■ EXCERPT TO READ
::::
With a recent judgment1 the first criminal division of the Court of Genoa has ruled on an accident caused by the sudden detachment of a boarding gangway fastened to the deck of a cruise ship to allow passengers to board.

This event (which unfortunately caused the death of a person who was on the gangway when it detached) allows us to make some considerations about the possible responsibility profiles of the various subjects involved in this case, which we schematically outline below:

  • the manufacturer of the gangway;
  • the Port Authority2, which bought the gangway and provided it to the concessionaire of the harbour station;
  • the concessionaire of the harbour station, which was delegated to the practical use of the gangway;
  • the master of the cruise ship to which the gangway was fastened.

For the sake of conciseness imposed on us herein, we will immediately examine the cause of the accident investigated by the Court of Genoa, so as to subsequently focus on the responsibility profiles of the subjects mentioned above.

In light of the technical investigations carried out, the Court of Genoa identified the cause of the sudden detachment of the gangway from the deck of the ship to be an "improper use" of the gangway.

In very practical terms, according to the Court, the gangway was not in itself "objectively dangerous" and – if used correctly (i.e. in compliance with the applicable safety regulations) – it would not have caused the event occurred. Excluding a "natural dangerousness of the asset", the cause of the accident was therefore attributed, as already mentioned, to the improper use of the gangway, or to a use characterized by a "macroscopic forcing of all existing safety conditions"3.

Having clarified the cause of the event, we will briefly examine the position – in point of potential responsibility – of the aforementioned entities involved in this case.

Firstly, with regard to the gangway manufacturer, the same – according to the Court – could theoretically have been held responsible for the event only in two cases: (i) if the objective and absolute dangerousness of the gangway had been ascertained (direct liability of the producer) or (ii) if the manufacturer had provided the goods knowing that the same was going to be used in a dangerous way. Since – in the opinion of the court – none of the two cases above was true, the manufacturer of the gangway was acquitted.

A similar issue – regarding possible responsibility profiles – was dealt with by the Court also with reference to the position of the Port Authority, that is to say the entity that had purchased the gangway and subsequently delivered it to the concessionaire of the harbour station, but never used the asset.

However, the Port Authority's position seems to differ from that of the manufacturer with respect to an aspect concerning the second of the cases taken into consideration above. Indeed, given the "physical and institutional" proximity with the concessionaire of the maritime station, according to the judge it could not be maintained that said Authority was unaware of the manner in which the gangway was actually used by its user. Consequently, still according to the Court, in the abstract, the Port Authority could be responsible for liability for negligence exactly in light of its aforesaid (alleged) awareness of the manner in which the asset was actually used.
::::
■ RAW RECORDS

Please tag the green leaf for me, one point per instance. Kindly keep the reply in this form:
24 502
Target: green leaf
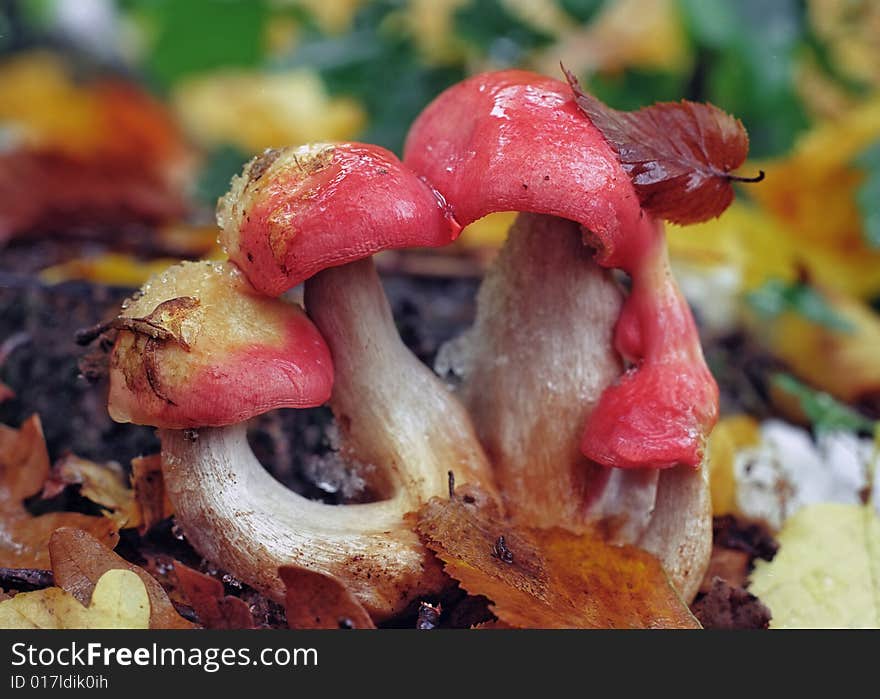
776 297
195 36
498 33
632 89
825 412
378 64
748 52
582 10
868 194
217 170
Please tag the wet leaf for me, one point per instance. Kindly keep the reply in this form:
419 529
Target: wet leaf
214 608
24 467
549 578
119 601
317 601
149 490
827 571
680 155
79 560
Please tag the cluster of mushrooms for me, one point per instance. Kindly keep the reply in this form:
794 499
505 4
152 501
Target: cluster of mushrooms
582 403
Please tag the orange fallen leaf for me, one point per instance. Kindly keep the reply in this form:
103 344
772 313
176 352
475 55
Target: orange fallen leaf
79 560
149 490
318 601
24 467
215 609
549 578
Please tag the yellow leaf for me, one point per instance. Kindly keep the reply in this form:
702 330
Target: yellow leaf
812 191
119 602
827 571
257 110
842 362
729 436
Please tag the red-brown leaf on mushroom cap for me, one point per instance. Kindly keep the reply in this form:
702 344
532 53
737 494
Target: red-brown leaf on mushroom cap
516 141
199 347
678 154
296 211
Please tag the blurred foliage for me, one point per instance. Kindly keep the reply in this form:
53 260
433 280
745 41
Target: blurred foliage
821 409
776 297
868 196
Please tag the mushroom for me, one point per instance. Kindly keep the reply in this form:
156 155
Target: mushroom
296 211
394 415
634 385
532 369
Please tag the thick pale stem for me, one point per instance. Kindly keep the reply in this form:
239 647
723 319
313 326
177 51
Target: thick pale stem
540 355
236 515
392 410
393 414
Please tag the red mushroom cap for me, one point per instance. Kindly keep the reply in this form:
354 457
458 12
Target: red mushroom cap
296 211
517 141
199 347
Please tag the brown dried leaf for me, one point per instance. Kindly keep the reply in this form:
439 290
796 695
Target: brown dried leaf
680 155
79 560
215 609
149 491
24 467
318 601
104 484
549 578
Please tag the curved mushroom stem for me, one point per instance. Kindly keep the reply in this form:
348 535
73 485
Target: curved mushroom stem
392 410
393 413
539 356
239 517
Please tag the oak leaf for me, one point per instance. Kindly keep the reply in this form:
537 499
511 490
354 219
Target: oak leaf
827 571
119 601
79 560
318 601
214 608
679 155
24 467
549 578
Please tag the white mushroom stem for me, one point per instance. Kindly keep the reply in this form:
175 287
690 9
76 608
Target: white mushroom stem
537 359
393 414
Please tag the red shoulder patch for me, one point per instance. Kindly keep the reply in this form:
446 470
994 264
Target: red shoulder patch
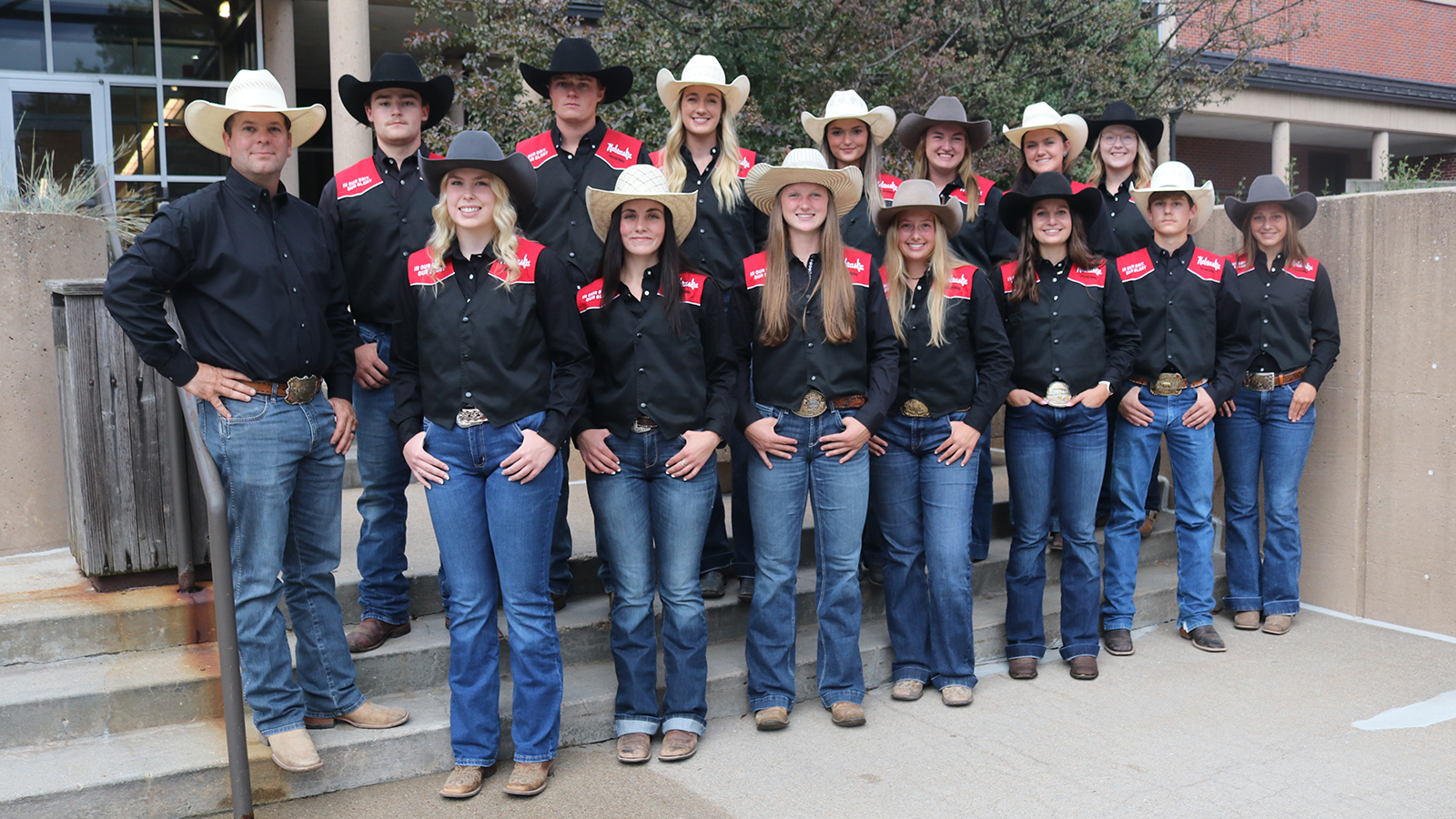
357 178
756 270
422 268
619 150
538 149
1135 266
::::
■ WHAT IS ASKED
A: Answer these questions about the commentary on the Genoa gangway ruling:
(i) Which division of the Court of Genoa issued the judgment?
(ii) What did the Court find to be the cause of the gangway's detachment from the ship's deck?
(iii) What was the outcome for the manufacturer of the gangway?
B: From the commentary on the Genoa gangway ruling, copy the passage from "However, the Port" to "was actually used." word for word.

■ WRITTEN RESPONSES
A:
(i) The first criminal division.
(ii) An improper use of the gangway.
(iii) The manufacturer was acquitted.

B:
However, the Port Authority's position seems to differ from that of the manufacturer with respect to an aspect concerning the second of the cases taken into consideration above. Indeed, given the "physical and institutional" proximity with the concessionaire of the maritime station, according to the judge it could not be maintained that said Authority was unaware of the manner in which the gangway was actually used by its user. Consequently, still according to the Court, in the abstract, the Port Authority could be responsible for liability for negligence exactly in light of its aforesaid (alleged) awareness of the manner in which the asset was actually used.